Миллионы людей надеются, что развязывание косовского узла приблизит решение аналогичных проблем в других регионах. И от того, какие решения будут приняты, зависит судьба людей и целых народов, проживающих в различных уголках мира.
В то же время уровень интернационализации косовского конфликта настолько высок, что создает серьезную угрозу для международной безопасности. Слишком много сил вовлечено в этот конфликт, слишком много сделано ставок, слишком сложно признавать ошибки, допущенные на самом высоком уровне. Ошибки в организации процесса принятия решения на международном уровне по разрешению этой сложной проблемы могут привести к непоправимым последствиям для всей цивилизации.
Фундаментальная проблема в конфликтах, по сложности подобных косовскому, состоит в том, что лишь незначительная часть реальных конфликтных задач лежит на поверхности. Дело в том, что интересы многих формальных и неформальных участников этих конфликтов либо скрыты полностью, либо представлены частично. А заинтересованные в конфликте группы (и прежде всего геополитические), имея прямые и косвенные интересы, пытаются предстать посредниками и святыми отцами-миротворцами.

ПОСТАВЛЕННАЯ ЗАДАЧА 1 -
Обновите фрагмент текста о косовском конфликте, начиная со слов «В то же время» и далее до слов «для всей цивилизации.», заменив «международной безопасности» на «глобальной безопасности».
ПОСТАВЛЕННАЯ ЗАДАЧА 2 -
Ответьте по тексту о косовском конфликте:
(a) На что надеются миллионы людей?
(b) К чему могут привести ошибки в организации процесса принятия решения на международном уровне?
(c) Кем пытаются предстать заинтересованные в конфликте группы?
Записи для работы не понадобятся.

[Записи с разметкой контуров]
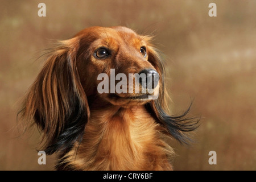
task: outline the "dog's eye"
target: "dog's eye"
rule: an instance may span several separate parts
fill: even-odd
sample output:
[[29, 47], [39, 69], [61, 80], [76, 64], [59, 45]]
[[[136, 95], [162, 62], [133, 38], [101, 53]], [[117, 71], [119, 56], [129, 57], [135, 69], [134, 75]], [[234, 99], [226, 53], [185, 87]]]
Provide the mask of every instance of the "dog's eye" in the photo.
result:
[[147, 55], [147, 51], [146, 51], [146, 47], [141, 47], [141, 53], [143, 57], [146, 57]]
[[109, 53], [106, 49], [100, 48], [96, 51], [94, 55], [98, 58], [104, 58], [109, 55]]

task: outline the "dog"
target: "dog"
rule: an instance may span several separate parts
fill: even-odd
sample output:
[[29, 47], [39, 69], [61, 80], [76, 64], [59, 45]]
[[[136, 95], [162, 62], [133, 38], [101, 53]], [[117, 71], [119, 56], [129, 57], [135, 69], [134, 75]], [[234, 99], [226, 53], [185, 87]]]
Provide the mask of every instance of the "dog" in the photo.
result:
[[[190, 107], [168, 114], [163, 61], [151, 42], [125, 27], [92, 27], [51, 49], [18, 115], [36, 124], [43, 150], [57, 154], [57, 170], [173, 169], [168, 141], [187, 143], [199, 120], [187, 118]], [[117, 77], [103, 86], [112, 71]], [[139, 92], [111, 90], [118, 73], [146, 75], [131, 78]], [[100, 93], [101, 84], [106, 92]], [[122, 91], [135, 90], [121, 85]]]

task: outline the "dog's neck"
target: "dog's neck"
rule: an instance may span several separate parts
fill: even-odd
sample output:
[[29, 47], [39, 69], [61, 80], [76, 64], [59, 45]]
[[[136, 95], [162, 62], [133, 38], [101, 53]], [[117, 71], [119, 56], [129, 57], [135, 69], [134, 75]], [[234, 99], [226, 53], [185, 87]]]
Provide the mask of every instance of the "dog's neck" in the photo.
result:
[[65, 157], [85, 170], [171, 169], [162, 130], [143, 105], [92, 105], [82, 142]]

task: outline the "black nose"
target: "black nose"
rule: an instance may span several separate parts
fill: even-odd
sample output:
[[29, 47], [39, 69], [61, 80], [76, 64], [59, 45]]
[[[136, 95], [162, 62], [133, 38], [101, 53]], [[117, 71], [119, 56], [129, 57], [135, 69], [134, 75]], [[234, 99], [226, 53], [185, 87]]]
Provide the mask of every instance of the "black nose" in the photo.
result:
[[154, 89], [158, 86], [159, 75], [155, 70], [145, 69], [139, 72], [139, 83], [143, 88]]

ПОЛНЫЙ ОТВЕТ 1 -
В то же время уровень интернационализации косовского конфликта настолько высок, что создает серьезную угрозу для глобальной безопасности. Слишком много сил вовлечено в этот конфликт, слишком много сделано ставок, слишком сложно признавать ошибки, допущенные на самом высоком уровне. Ошибки в организации процесса принятия решения на международном уровне по разрешению этой сложной проблемы могут привести к непоправимым последствиям для всей цивилизации.

ПОЛНЫЙ ОТВЕТ 2 -
(a) Что развязывание косовского узла приблизит решение аналогичных проблем в других регионах.
(b) К непоправимым последствиям для всей цивилизации.
(c) Посредниками и святыми отцами-миротворцами.